[start of SOURCE DATA]

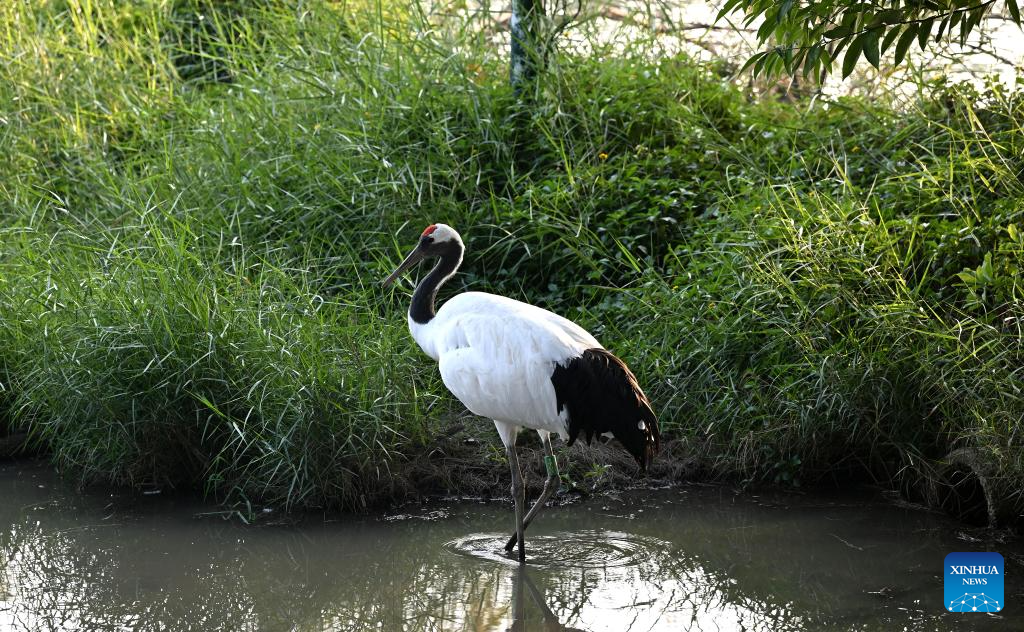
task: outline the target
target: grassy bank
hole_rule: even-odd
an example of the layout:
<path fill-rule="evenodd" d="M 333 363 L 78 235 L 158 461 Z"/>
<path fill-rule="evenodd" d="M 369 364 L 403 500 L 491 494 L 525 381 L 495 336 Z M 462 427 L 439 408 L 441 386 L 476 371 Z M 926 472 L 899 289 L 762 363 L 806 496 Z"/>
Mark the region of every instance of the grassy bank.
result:
<path fill-rule="evenodd" d="M 453 291 L 591 329 L 706 475 L 928 489 L 970 448 L 1022 488 L 1019 92 L 752 102 L 634 43 L 559 55 L 524 114 L 485 37 L 390 5 L 0 23 L 0 395 L 60 467 L 243 504 L 439 484 L 463 411 L 376 281 L 444 221 Z"/>

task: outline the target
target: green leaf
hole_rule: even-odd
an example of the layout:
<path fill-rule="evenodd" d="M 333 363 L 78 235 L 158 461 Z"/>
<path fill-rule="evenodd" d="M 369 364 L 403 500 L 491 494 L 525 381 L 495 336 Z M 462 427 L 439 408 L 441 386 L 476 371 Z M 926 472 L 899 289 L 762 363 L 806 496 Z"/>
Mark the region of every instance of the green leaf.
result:
<path fill-rule="evenodd" d="M 853 27 L 850 25 L 843 25 L 841 27 L 836 27 L 830 31 L 825 31 L 824 37 L 825 39 L 829 40 L 838 40 L 840 38 L 849 36 L 851 33 L 853 33 Z"/>
<path fill-rule="evenodd" d="M 881 29 L 871 29 L 860 36 L 860 39 L 864 40 L 864 58 L 874 68 L 879 67 L 879 34 L 881 32 Z"/>
<path fill-rule="evenodd" d="M 889 29 L 889 33 L 886 33 L 886 37 L 882 40 L 882 52 L 885 53 L 889 50 L 889 47 L 893 45 L 896 41 L 896 36 L 899 35 L 901 27 L 893 27 Z"/>
<path fill-rule="evenodd" d="M 745 64 L 743 64 L 743 67 L 741 69 L 739 69 L 739 72 L 742 73 L 743 71 L 745 71 L 750 67 L 754 66 L 755 67 L 755 69 L 754 69 L 754 75 L 757 76 L 757 74 L 758 74 L 758 70 L 757 69 L 760 68 L 758 66 L 758 62 L 760 61 L 761 64 L 764 64 L 763 61 L 761 61 L 761 59 L 764 59 L 764 56 L 766 54 L 768 54 L 768 53 L 766 53 L 766 52 L 756 52 L 756 53 L 754 53 L 753 55 L 751 55 L 751 58 L 748 59 Z"/>
<path fill-rule="evenodd" d="M 918 25 L 907 25 L 906 31 L 900 36 L 899 41 L 896 42 L 896 65 L 899 66 L 903 62 L 903 57 L 906 56 L 906 51 L 910 49 L 910 44 L 913 43 L 913 38 L 918 35 Z"/>
<path fill-rule="evenodd" d="M 821 46 L 811 46 L 807 49 L 807 57 L 804 59 L 804 79 L 814 70 L 821 56 Z"/>
<path fill-rule="evenodd" d="M 864 38 L 863 36 L 854 39 L 850 42 L 850 47 L 846 49 L 846 56 L 843 57 L 843 79 L 850 76 L 853 72 L 853 68 L 857 66 L 857 59 L 860 57 L 860 53 L 864 50 Z"/>
<path fill-rule="evenodd" d="M 921 45 L 922 50 L 928 45 L 928 36 L 932 34 L 932 26 L 934 25 L 935 18 L 929 17 L 918 27 L 918 44 Z"/>

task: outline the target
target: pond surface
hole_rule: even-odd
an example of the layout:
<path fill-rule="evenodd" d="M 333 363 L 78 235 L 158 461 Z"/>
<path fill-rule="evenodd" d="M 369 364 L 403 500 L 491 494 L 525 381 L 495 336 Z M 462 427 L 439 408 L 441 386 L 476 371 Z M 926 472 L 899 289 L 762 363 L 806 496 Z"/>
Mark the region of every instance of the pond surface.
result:
<path fill-rule="evenodd" d="M 1024 630 L 1024 546 L 857 495 L 682 487 L 247 526 L 0 465 L 2 630 Z M 951 551 L 1006 558 L 999 615 L 942 608 Z"/>

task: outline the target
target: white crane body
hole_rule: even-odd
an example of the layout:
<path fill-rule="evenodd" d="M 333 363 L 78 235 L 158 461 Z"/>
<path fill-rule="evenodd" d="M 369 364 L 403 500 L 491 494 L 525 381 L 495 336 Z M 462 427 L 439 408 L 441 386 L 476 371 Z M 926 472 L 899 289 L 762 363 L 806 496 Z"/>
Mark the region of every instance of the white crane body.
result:
<path fill-rule="evenodd" d="M 516 533 L 525 560 L 523 530 L 554 493 L 558 466 L 550 434 L 572 445 L 583 433 L 618 439 L 641 469 L 657 451 L 657 418 L 636 377 L 585 329 L 547 309 L 486 294 L 465 292 L 434 310 L 437 289 L 462 263 L 465 248 L 454 228 L 431 224 L 420 243 L 384 284 L 426 257 L 439 261 L 413 293 L 409 329 L 423 351 L 437 361 L 441 380 L 475 415 L 495 422 L 512 470 Z M 541 435 L 548 479 L 541 498 L 523 516 L 525 490 L 515 450 L 521 428 Z"/>
<path fill-rule="evenodd" d="M 603 348 L 568 319 L 484 292 L 451 298 L 426 324 L 410 317 L 409 329 L 437 361 L 444 386 L 471 413 L 495 420 L 502 440 L 520 427 L 568 439 L 551 375 L 556 365 Z"/>

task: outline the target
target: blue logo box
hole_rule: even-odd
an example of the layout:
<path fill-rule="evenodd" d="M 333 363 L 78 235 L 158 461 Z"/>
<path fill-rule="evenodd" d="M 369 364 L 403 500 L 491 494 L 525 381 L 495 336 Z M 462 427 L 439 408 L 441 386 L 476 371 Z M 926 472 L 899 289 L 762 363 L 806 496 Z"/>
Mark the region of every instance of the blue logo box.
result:
<path fill-rule="evenodd" d="M 952 613 L 998 613 L 1002 600 L 1002 555 L 950 553 L 945 568 L 946 609 Z"/>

[end of SOURCE DATA]

WHAT THE EXERCISE ASKS:
Pull out each line of the entries that contains the word "every", and list those lines in their original order.

REPLY TO THE EXERCISE:
Mark the region of every instance of the grassy bank.
Mark the region of every instance of the green leaf.
Mark the region of every instance of the pond surface.
Mark the region of every instance of the white crane body.
Mark the region of every instance of the blue logo box.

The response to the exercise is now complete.